### WHAT IS EXPECTED
Find all the lines in the entries below that hold the word "portal" and copy them.

○ ○ ○ ○

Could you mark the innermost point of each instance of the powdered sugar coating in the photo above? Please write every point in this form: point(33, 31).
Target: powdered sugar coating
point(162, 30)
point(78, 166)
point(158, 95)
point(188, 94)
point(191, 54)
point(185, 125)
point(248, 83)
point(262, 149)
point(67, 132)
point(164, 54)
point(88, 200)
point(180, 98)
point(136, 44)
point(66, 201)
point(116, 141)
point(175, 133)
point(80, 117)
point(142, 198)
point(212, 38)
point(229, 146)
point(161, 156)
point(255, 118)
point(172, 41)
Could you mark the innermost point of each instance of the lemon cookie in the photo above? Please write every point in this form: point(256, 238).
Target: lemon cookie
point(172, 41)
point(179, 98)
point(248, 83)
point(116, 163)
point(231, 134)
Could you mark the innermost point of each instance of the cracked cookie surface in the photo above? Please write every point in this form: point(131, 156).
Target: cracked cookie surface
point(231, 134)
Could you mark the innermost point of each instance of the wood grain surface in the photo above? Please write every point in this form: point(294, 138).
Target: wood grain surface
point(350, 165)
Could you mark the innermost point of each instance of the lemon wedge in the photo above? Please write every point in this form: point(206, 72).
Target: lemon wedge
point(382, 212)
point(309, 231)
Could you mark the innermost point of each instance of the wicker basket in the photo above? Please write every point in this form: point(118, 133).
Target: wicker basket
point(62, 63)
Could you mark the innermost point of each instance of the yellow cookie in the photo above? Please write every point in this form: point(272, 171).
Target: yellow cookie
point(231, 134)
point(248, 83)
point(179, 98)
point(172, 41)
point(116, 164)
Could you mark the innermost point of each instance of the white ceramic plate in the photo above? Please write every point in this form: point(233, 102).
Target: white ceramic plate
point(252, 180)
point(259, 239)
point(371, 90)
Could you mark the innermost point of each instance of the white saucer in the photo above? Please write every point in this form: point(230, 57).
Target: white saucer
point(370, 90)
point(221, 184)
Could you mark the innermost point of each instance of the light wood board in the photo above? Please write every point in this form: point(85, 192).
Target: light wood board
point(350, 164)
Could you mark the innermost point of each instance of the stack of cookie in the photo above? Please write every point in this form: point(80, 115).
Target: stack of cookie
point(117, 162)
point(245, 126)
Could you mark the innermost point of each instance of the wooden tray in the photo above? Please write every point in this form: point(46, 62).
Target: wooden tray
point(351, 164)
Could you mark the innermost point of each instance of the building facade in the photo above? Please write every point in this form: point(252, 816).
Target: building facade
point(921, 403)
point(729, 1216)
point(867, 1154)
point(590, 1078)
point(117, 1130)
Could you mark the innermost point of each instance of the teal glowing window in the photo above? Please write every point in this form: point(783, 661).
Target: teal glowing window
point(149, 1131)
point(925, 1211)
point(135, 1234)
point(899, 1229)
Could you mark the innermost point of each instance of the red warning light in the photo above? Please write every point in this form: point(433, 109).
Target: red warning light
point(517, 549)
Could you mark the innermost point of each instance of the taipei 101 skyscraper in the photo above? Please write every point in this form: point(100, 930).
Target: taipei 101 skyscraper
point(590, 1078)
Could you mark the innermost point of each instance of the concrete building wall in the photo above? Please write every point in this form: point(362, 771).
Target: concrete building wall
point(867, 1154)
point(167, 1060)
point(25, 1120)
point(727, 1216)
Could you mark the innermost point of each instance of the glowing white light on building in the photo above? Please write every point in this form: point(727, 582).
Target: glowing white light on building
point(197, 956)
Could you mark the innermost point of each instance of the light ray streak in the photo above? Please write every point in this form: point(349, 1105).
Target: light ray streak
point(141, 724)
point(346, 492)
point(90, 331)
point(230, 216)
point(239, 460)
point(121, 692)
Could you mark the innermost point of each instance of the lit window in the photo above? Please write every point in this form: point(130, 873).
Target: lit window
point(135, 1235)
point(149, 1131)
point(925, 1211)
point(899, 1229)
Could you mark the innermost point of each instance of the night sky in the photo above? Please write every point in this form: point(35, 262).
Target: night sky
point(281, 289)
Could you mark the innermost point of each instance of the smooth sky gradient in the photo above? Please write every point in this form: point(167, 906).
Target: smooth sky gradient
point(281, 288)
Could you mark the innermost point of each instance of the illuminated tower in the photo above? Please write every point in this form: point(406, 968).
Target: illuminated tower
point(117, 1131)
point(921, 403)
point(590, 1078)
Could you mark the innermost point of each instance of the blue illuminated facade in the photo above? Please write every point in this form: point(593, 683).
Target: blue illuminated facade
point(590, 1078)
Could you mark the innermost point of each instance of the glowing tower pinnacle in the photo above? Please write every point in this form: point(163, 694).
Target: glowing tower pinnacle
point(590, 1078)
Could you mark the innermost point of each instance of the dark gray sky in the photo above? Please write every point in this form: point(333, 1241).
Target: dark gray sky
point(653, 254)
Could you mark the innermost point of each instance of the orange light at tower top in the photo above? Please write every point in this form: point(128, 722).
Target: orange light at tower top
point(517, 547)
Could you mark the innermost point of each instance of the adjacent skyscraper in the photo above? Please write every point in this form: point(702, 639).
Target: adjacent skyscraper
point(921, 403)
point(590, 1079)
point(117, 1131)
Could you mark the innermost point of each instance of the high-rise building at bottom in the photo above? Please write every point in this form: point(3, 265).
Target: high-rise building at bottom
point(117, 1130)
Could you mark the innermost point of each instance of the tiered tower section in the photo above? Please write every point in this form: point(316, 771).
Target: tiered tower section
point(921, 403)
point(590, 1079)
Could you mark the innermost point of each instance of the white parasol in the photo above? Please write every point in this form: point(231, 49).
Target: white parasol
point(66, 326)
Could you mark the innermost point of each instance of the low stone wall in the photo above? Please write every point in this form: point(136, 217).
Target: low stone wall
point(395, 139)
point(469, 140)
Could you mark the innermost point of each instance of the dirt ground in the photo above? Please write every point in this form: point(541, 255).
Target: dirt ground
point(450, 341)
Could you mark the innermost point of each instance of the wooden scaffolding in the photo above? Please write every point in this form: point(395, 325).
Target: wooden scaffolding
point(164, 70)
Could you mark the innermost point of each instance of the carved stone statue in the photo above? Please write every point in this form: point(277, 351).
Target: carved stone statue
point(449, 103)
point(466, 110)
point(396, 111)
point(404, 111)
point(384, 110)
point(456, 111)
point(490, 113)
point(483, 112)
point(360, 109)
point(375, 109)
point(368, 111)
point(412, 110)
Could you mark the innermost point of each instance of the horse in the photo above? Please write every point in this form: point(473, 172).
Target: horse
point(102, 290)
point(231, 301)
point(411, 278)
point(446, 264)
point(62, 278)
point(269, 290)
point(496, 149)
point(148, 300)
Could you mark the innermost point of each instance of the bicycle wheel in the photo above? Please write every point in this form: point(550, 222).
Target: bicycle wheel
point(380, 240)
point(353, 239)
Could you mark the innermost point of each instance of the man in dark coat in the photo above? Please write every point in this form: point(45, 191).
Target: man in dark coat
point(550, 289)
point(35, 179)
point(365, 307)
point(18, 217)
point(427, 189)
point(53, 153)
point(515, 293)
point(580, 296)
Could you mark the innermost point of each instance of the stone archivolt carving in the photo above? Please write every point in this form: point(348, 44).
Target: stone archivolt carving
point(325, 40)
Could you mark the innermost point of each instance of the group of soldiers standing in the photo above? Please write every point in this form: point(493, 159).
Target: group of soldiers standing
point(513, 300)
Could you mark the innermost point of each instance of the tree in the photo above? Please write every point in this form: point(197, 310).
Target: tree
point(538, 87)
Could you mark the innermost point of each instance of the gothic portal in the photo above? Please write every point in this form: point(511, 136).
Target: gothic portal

○ ○ ○ ○

### ANSWER AREA
Could you mark the innermost point of each instance of the gothic portal in the photo above? Please write every point in this form: point(511, 136).
Target: gothic portal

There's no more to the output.